1. For the past thirty years I've had the best job in the world.
I've had the opportunity to follow my curiosity; explore the workings of nature and society; mentor students and junior colleagues in the same process; and teach generations of students about it all.
Curiosity-driven research isn't just fun; it led us to develop tools that thousands of scientists use to find meaningful patterns in massive datasets (e.g. www.mapequation.org).
Separately, I've had the opportunity to be part of the largest collective intellectual effort in human history.
In 2020, the scientific community came together—remotely, by necessity—in response to the COVID pandemic, to understand how this disease spreads and what that it does to people, to find of returning life to a semblance of normal amidst a pandemic, to develop a vaccine in record time.
And I've been able to teach 1000s of students. I've written a popular textbook about evolution; developed a class and book about critical thinking that is used around the world; and most recently launched a humanities course about LLMs that will be taught at scores of schools in the fall.
But right now my job doesn't feel like the best job in the world. Targeted attacks on university funding have put every US institution into a severe crisis. As of now, there is no way we will be able to continue doing the biomedical research, the conservation science, etc. that we always have.
2. Nor is there any way we will be able to continue teaching our students with the individualized attention and care that has been a hallmark of our department for decades.
Every day brings new deliberations about how to handle catastrophic cuts and make the best of a terrible situation.
My colleagues are afraid. Our work is scrutinized for forbidden words like "gender" and "climate". The pipeline of talent has been cut off. We can no longer train graduate students and postdocs. These are individual dreams crushed, causing collective damage that will take generations to undo.
In short, we feel under attack.
I think daily about Russell Vought's plan for bureaucrats. “When they wake up in the morning, we want them to not want to go to work, because they are increasingly viewed as the villains. We want their funding to be shut down…We want to put them in trauma.”
And Chris Rufo’s plan for universities: "A medium- or long-term goal of mine is to figure out how to adjust the formula of finances from the federal government to the universities in a way that puts them in an existential terror."

▶ Referring expression pointing data
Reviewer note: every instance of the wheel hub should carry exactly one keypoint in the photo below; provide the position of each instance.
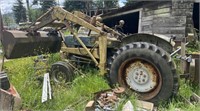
(141, 77)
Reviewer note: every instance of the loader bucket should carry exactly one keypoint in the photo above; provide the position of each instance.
(19, 44)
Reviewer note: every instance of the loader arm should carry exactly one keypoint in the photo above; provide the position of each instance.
(58, 13)
(65, 17)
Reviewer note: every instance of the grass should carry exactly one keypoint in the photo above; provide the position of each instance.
(76, 94)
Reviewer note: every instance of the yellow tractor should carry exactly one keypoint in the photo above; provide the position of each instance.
(140, 62)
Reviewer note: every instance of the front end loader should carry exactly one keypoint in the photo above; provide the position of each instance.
(140, 65)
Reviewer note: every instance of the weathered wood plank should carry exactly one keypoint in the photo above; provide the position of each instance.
(169, 21)
(148, 18)
(146, 28)
(159, 6)
(155, 12)
(145, 32)
(169, 30)
(182, 4)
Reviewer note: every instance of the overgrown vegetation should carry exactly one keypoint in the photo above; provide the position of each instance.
(76, 94)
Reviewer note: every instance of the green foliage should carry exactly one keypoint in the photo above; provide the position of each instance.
(46, 4)
(8, 20)
(76, 94)
(130, 2)
(19, 11)
(23, 77)
(35, 13)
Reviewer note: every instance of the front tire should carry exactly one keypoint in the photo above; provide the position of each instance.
(145, 69)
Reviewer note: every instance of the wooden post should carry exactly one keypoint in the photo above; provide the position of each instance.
(9, 100)
(183, 62)
(102, 53)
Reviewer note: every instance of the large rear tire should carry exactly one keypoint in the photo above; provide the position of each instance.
(145, 69)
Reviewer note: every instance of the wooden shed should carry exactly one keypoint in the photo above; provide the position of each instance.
(173, 17)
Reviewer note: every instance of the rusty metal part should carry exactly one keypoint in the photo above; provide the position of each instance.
(119, 90)
(141, 76)
(107, 100)
(20, 44)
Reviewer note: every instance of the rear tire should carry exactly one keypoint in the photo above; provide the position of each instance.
(145, 69)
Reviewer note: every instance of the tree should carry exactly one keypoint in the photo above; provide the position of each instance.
(35, 13)
(19, 11)
(46, 4)
(7, 19)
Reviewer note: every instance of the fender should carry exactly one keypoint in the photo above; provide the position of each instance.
(162, 41)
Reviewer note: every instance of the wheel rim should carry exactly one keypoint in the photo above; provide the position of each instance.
(141, 76)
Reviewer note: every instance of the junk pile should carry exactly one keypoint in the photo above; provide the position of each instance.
(9, 97)
(110, 100)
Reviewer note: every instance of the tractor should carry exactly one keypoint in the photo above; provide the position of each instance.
(140, 62)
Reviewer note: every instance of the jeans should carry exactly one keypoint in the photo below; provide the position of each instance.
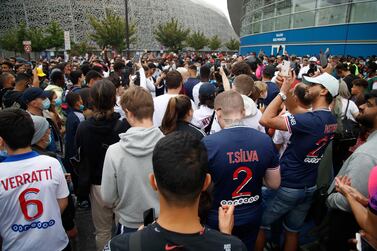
(290, 203)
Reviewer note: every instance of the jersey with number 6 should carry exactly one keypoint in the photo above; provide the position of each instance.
(30, 219)
(238, 159)
(311, 133)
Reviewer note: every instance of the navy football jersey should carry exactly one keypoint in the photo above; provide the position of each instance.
(311, 133)
(238, 159)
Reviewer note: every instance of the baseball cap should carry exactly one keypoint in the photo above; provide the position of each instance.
(207, 90)
(313, 59)
(40, 72)
(326, 80)
(33, 93)
(269, 70)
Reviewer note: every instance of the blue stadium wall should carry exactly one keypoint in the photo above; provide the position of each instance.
(347, 39)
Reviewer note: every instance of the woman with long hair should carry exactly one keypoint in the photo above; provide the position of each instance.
(178, 116)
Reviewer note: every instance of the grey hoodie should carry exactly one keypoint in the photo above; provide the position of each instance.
(125, 178)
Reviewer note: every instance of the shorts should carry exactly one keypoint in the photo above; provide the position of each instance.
(290, 203)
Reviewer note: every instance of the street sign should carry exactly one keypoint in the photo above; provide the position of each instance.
(67, 41)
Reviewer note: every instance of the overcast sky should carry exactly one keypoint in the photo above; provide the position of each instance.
(219, 4)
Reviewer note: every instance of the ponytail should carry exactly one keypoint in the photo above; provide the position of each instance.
(177, 109)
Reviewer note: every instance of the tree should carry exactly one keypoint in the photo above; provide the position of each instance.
(55, 35)
(38, 39)
(171, 34)
(79, 49)
(214, 43)
(233, 45)
(111, 31)
(197, 40)
(9, 40)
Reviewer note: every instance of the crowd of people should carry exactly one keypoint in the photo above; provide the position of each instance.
(189, 151)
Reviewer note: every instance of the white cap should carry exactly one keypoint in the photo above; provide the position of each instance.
(326, 80)
(313, 59)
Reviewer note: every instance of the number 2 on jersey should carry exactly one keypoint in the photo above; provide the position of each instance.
(249, 175)
(25, 203)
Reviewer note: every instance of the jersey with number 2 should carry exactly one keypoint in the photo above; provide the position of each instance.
(311, 133)
(238, 160)
(30, 219)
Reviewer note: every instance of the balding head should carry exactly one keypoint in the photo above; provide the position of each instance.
(229, 107)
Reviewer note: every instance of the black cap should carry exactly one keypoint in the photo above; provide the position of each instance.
(207, 90)
(33, 93)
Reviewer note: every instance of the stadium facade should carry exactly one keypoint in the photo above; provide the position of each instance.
(147, 14)
(347, 27)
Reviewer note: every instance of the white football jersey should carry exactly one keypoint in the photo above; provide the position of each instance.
(30, 218)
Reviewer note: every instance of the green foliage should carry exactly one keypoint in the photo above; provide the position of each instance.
(55, 36)
(79, 49)
(197, 40)
(171, 35)
(9, 40)
(214, 43)
(233, 45)
(111, 31)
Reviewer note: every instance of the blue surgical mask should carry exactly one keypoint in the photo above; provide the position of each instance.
(58, 102)
(46, 104)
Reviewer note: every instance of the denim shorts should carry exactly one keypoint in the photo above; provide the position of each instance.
(290, 203)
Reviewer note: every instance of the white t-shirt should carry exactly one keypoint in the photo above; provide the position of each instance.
(195, 93)
(30, 219)
(202, 117)
(352, 108)
(160, 105)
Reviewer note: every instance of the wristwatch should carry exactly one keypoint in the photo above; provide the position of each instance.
(283, 96)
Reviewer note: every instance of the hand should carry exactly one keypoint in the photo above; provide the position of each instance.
(226, 219)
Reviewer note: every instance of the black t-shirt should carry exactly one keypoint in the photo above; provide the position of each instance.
(156, 238)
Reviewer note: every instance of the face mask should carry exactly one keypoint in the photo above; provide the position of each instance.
(46, 104)
(58, 102)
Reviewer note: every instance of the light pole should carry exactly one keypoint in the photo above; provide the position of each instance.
(127, 30)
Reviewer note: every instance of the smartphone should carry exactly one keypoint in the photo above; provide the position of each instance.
(285, 68)
(149, 216)
(365, 245)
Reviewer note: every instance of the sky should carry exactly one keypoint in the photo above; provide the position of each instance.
(219, 4)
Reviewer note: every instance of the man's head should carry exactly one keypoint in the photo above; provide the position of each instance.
(244, 85)
(174, 80)
(16, 130)
(103, 95)
(324, 86)
(137, 103)
(229, 107)
(91, 77)
(207, 94)
(57, 78)
(368, 111)
(7, 80)
(22, 81)
(6, 67)
(192, 71)
(180, 166)
(35, 98)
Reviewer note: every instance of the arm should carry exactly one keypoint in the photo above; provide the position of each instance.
(272, 178)
(63, 203)
(109, 182)
(225, 79)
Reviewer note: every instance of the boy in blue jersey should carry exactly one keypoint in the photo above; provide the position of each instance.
(311, 133)
(240, 160)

▶ Problem requirements
Copy out, word for word, the full account of a researcher's career and the attacks on university funding that appears before the records.

▶ Answer to this exercise
1. For the past thirty years I've had the best job in the world.
I've had the opportunity to follow my curiosity; explore the workings of nature and society; mentor students and junior colleagues in the same process; and teach generations of students about it all.
Curiosity-driven research isn't just fun; it led us to develop tools that thousands of scientists use to find meaningful patterns in massive datasets (e.g. www.mapequation.org).
Separately, I've had the opportunity to be part of the largest collective intellectual effort in human history.
In 2020, the scientific community came together—remotely, by necessity—in response to the COVID pandemic, to understand how this disease spreads and what that it does to people, to find of returning life to a semblance of normal amidst a pandemic, to develop a vaccine in record time.
And I've been able to teach 1000s of students. I've written a popular textbook about evolution; developed a class and book about critical thinking that is used around the world; and most recently launched a humanities course about LLMs that will be taught at scores of schools in the fall.
But right now my job doesn't feel like the best job in the world. Targeted attacks on university funding have put every US institution into a severe crisis. As of now, there is no way we will be able to continue doing the biomedical research, the conservation science, etc. that we always have.
2. Nor is there any way we will be able to continue teaching our students with the individualized attention and care that has been a hallmark of our department for decades.
Every day brings new deliberations about how to handle catastrophic cuts and make the best of a terrible situation.
My colleagues are afraid. Our work is scrutinized for forbidden words like "gender" and "climate". The pipeline of talent has been cut off. We can no longer train graduate students and postdocs. These are individual dreams crushed, causing collective damage that will take generations to undo.
In short, we feel under attack.
I think daily about Russell Vought's plan for bureaucrats. “When they wake up in the morning, we want them to not want to go to work, because they are increasingly viewed as the villains. We want their funding to be shut down…We want to put them in trauma.”
And Chris Rufo’s plan for universities: "A medium- or long-term goal of mine is to figure out how to adjust the formula of finances from the federal government to the universities in a way that puts them in an existential terror."